Aim of the task: Collect every line of the entries below that contains the word "flag", matching its case.

Given records:
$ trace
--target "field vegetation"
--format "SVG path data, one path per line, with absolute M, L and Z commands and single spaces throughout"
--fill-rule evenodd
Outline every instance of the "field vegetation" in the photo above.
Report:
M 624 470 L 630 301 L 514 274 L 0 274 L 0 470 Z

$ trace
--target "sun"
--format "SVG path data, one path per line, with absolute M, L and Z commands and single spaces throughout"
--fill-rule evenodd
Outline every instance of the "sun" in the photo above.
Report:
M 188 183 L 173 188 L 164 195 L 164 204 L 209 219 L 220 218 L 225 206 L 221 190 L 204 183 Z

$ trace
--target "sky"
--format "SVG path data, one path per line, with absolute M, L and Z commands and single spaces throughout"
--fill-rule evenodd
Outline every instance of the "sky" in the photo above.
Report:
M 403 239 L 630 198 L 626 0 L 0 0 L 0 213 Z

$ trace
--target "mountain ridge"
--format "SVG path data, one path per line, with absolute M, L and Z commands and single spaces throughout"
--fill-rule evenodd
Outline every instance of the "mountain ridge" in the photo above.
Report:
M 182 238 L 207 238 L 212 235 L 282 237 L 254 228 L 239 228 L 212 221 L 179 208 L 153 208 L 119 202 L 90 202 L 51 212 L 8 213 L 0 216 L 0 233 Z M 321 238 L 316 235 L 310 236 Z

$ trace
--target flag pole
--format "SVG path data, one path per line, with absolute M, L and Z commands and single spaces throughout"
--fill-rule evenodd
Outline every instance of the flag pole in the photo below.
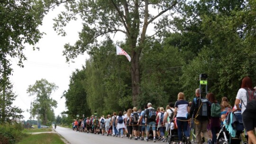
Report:
M 116 45 L 117 44 L 116 44 Z M 119 80 L 119 91 L 118 92 L 118 94 L 119 95 L 120 95 L 121 94 L 121 82 L 120 81 L 120 72 L 119 72 L 119 70 L 120 70 L 120 67 L 119 67 L 119 63 L 118 63 L 118 57 L 117 57 L 117 54 L 116 54 L 116 59 L 117 59 L 117 65 L 118 65 L 118 70 L 117 70 L 117 71 L 118 71 L 118 80 Z M 125 108 L 124 108 L 124 97 L 123 97 L 123 94 L 121 95 L 121 97 L 122 97 L 122 101 L 123 102 L 123 108 L 124 108 L 124 111 L 125 111 Z

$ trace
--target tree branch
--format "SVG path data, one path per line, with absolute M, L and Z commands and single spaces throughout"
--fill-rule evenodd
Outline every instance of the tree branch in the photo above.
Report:
M 126 25 L 126 23 L 125 22 L 125 20 L 124 19 L 124 18 L 126 18 L 126 17 L 122 14 L 121 11 L 119 10 L 118 8 L 117 7 L 117 6 L 115 4 L 115 3 L 114 1 L 113 1 L 112 0 L 110 0 L 110 2 L 111 2 L 112 4 L 116 9 L 116 10 L 117 11 L 119 16 L 120 16 L 120 18 L 121 18 L 121 20 L 122 21 L 122 22 L 123 23 L 124 25 L 124 27 L 125 27 L 125 29 L 126 29 L 126 31 L 127 32 L 127 34 L 129 35 L 130 33 L 129 32 L 129 29 L 128 29 L 128 27 L 127 27 L 127 26 Z
M 46 9 L 45 10 L 45 11 L 44 12 L 46 12 L 46 11 L 49 11 L 49 10 L 50 10 L 51 9 L 54 8 L 54 7 L 56 6 L 56 5 L 59 5 L 60 4 L 62 4 L 63 3 L 65 3 L 66 2 L 69 2 L 69 1 L 74 1 L 74 0 L 67 0 L 66 1 L 62 1 L 62 2 L 57 2 L 56 3 L 56 4 L 55 4 L 55 5 L 53 5 L 52 6 L 50 7 L 50 8 L 49 8 L 47 9 Z
M 155 18 L 158 18 L 160 16 L 162 15 L 162 14 L 163 14 L 165 12 L 166 12 L 167 10 L 169 10 L 173 8 L 174 6 L 175 6 L 175 5 L 176 5 L 176 4 L 177 3 L 178 3 L 178 2 L 177 1 L 174 1 L 174 3 L 173 3 L 173 4 L 172 5 L 171 5 L 170 6 L 170 7 L 169 7 L 168 9 L 165 9 L 165 10 L 163 10 L 162 11 L 160 12 L 160 13 L 159 13 L 157 15 L 155 16 L 155 17 L 151 19 L 150 19 L 148 21 L 148 24 L 152 22 L 152 21 L 153 21 L 155 19 Z
M 117 32 L 118 31 L 119 31 L 119 32 L 121 32 L 122 33 L 123 33 L 124 34 L 127 35 L 127 33 L 122 30 L 121 30 L 121 29 L 112 29 L 112 30 L 108 30 L 107 31 L 106 31 L 106 32 L 103 32 L 103 33 L 100 33 L 99 35 L 96 35 L 95 36 L 94 36 L 94 37 L 93 37 L 93 39 L 96 39 L 97 37 L 101 36 L 101 35 L 105 35 L 105 34 L 106 34 L 108 33 L 111 33 L 111 32 Z

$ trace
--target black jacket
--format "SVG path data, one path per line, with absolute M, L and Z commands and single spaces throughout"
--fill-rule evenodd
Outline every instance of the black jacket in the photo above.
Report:
M 203 99 L 202 98 L 201 98 L 201 99 Z M 192 117 L 193 117 L 193 118 L 195 118 L 195 115 L 197 113 L 197 111 L 198 111 L 198 108 L 199 108 L 199 98 L 196 97 L 196 104 L 195 103 L 194 101 L 194 98 L 193 98 L 193 100 L 192 101 L 192 105 L 191 105 L 191 108 L 190 108 L 190 118 L 192 118 Z M 208 114 L 210 114 L 210 108 L 209 108 L 208 110 L 210 110 L 210 111 L 208 112 Z M 205 117 L 205 116 L 198 116 L 196 117 L 196 119 L 198 120 L 199 121 L 204 121 L 206 120 L 209 119 L 210 116 L 210 115 L 209 115 L 208 117 Z

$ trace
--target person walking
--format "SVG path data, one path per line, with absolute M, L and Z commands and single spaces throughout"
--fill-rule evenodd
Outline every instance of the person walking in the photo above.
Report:
M 156 116 L 156 121 L 158 120 L 158 125 L 157 125 L 157 129 L 160 131 L 160 137 L 162 142 L 164 142 L 165 141 L 165 124 L 164 123 L 164 108 L 161 107 L 159 108 L 160 112 L 157 114 Z
M 239 89 L 235 105 L 236 106 L 237 110 L 242 110 L 242 117 L 244 126 L 248 135 L 248 144 L 256 144 L 256 137 L 253 132 L 254 129 L 256 127 L 256 117 L 255 117 L 255 111 L 251 111 L 248 110 L 248 104 L 250 102 L 252 104 L 252 106 L 255 106 L 256 96 L 255 94 L 255 90 L 253 89 L 252 82 L 251 79 L 246 76 L 242 81 L 242 85 L 241 88 Z M 252 93 L 250 94 L 249 92 Z M 247 96 L 248 95 L 248 96 Z M 248 97 L 249 98 L 247 98 Z M 249 98 L 249 99 L 248 99 Z M 250 101 L 250 98 L 251 100 Z M 254 98 L 254 99 L 253 99 Z M 249 101 L 248 100 L 249 100 Z M 239 107 L 240 101 L 241 101 L 241 107 Z
M 195 90 L 196 97 L 192 101 L 192 105 L 190 108 L 190 118 L 194 118 L 194 123 L 195 124 L 196 139 L 198 144 L 202 144 L 201 132 L 203 133 L 204 138 L 209 139 L 209 135 L 207 131 L 207 126 L 210 118 L 210 115 L 202 116 L 198 115 L 199 111 L 199 100 L 200 100 L 200 89 L 197 89 Z M 208 108 L 209 109 L 209 108 Z M 193 117 L 192 116 L 193 116 Z
M 117 129 L 117 125 L 116 121 L 117 120 L 117 113 L 114 112 L 113 113 L 113 117 L 111 117 L 111 125 L 113 128 L 113 136 L 117 136 L 118 134 L 118 131 Z
M 175 103 L 174 111 L 174 116 L 176 116 L 177 126 L 178 127 L 178 135 L 180 144 L 182 144 L 182 132 L 187 137 L 188 144 L 191 144 L 188 131 L 188 125 L 189 113 L 190 108 L 189 103 L 184 100 L 185 96 L 183 92 L 180 92 L 178 94 L 178 101 Z
M 100 119 L 100 129 L 101 130 L 101 135 L 104 135 L 104 134 L 105 133 L 105 121 L 106 119 L 104 118 L 104 115 L 101 117 L 101 119 Z
M 121 137 L 123 137 L 124 135 L 124 128 L 125 127 L 124 124 L 125 119 L 124 116 L 123 116 L 123 113 L 121 111 L 119 111 L 118 113 L 118 116 L 117 117 L 117 119 L 116 120 L 116 126 L 117 126 L 117 129 L 118 131 L 118 135 L 119 135 L 120 137 L 120 135 L 118 134 L 121 133 Z
M 110 119 L 109 117 L 108 116 L 107 116 L 106 117 L 106 119 L 105 120 L 105 129 L 106 132 L 107 132 L 107 136 L 109 136 L 110 135 Z
M 209 100 L 209 102 L 211 103 L 211 107 L 214 103 L 216 104 L 218 104 L 218 101 L 215 99 L 215 96 L 213 93 L 209 93 L 207 95 L 207 97 L 208 98 L 208 100 Z M 219 123 L 219 117 L 220 116 L 220 108 L 219 109 L 219 115 L 218 117 L 212 117 L 211 116 L 210 117 L 210 131 L 211 132 L 211 135 L 212 135 L 211 140 L 212 144 L 215 144 L 217 142 L 216 134 L 217 133 L 220 129 L 220 125 Z
M 130 124 L 130 118 L 131 117 L 131 114 L 132 113 L 132 109 L 129 108 L 127 110 L 127 113 L 125 115 L 125 125 L 126 125 L 126 128 L 127 128 L 127 131 L 128 132 L 128 138 L 130 139 L 132 139 L 132 126 Z
M 144 140 L 144 135 L 145 135 L 146 127 L 145 126 L 145 113 L 146 110 L 147 109 L 147 105 L 144 106 L 144 110 L 141 112 L 140 114 L 140 117 L 139 117 L 138 123 L 140 124 L 141 126 L 141 137 L 140 140 L 143 141 Z
M 129 124 L 130 125 L 132 125 L 132 129 L 133 130 L 133 135 L 135 136 L 134 140 L 138 140 L 138 133 L 137 131 L 138 130 L 138 120 L 139 115 L 137 113 L 137 108 L 134 107 L 132 109 L 133 112 L 131 114 L 130 117 L 130 121 Z
M 146 126 L 146 137 L 145 141 L 148 141 L 149 131 L 152 128 L 153 132 L 153 142 L 155 142 L 155 118 L 156 117 L 155 110 L 152 108 L 151 103 L 147 104 L 147 109 L 145 114 L 145 125 Z

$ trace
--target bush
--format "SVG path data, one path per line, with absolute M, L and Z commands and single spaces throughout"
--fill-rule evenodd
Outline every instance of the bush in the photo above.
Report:
M 23 127 L 20 124 L 6 123 L 0 125 L 0 144 L 16 144 L 27 135 L 21 133 Z

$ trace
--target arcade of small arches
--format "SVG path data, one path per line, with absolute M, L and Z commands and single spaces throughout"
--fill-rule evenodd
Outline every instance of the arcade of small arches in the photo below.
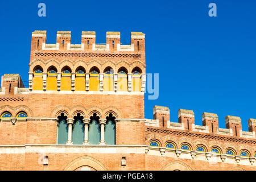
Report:
M 57 116 L 58 144 L 115 144 L 115 118 L 109 113 L 101 118 L 96 113 L 89 118 L 84 118 L 77 113 L 73 118 L 68 118 L 61 112 Z
M 27 114 L 26 112 L 21 111 L 18 113 L 15 117 L 17 119 L 26 119 L 27 117 Z M 12 114 L 9 111 L 4 111 L 0 115 L 1 119 L 10 119 L 13 118 Z
M 152 139 L 148 143 L 148 145 L 152 147 L 160 148 L 162 147 L 160 142 L 156 139 Z M 164 144 L 164 147 L 166 149 L 177 149 L 178 147 L 176 143 L 172 141 L 167 141 Z M 187 143 L 183 143 L 179 147 L 183 151 L 191 151 L 193 148 L 191 144 Z M 195 151 L 197 152 L 206 153 L 210 152 L 213 155 L 221 155 L 224 154 L 222 150 L 218 146 L 213 146 L 210 147 L 210 150 L 208 151 L 207 147 L 203 145 L 199 144 L 196 146 Z M 225 150 L 225 154 L 227 156 L 235 156 L 238 155 L 239 156 L 243 158 L 249 158 L 251 157 L 251 154 L 246 149 L 242 149 L 239 152 L 236 151 L 233 148 L 228 147 Z M 256 158 L 256 152 L 255 152 L 253 157 Z
M 68 66 L 64 66 L 59 73 L 56 68 L 50 66 L 46 71 L 39 65 L 30 75 L 30 88 L 33 90 L 72 91 L 121 91 L 143 92 L 142 90 L 142 69 L 134 67 L 128 73 L 124 67 L 119 68 L 117 73 L 110 67 L 100 73 L 97 67 L 93 67 L 86 73 L 85 69 L 78 67 L 72 73 Z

Answer to this problem:
--target flag pole
Outline every instance of the flag pole in the photo below.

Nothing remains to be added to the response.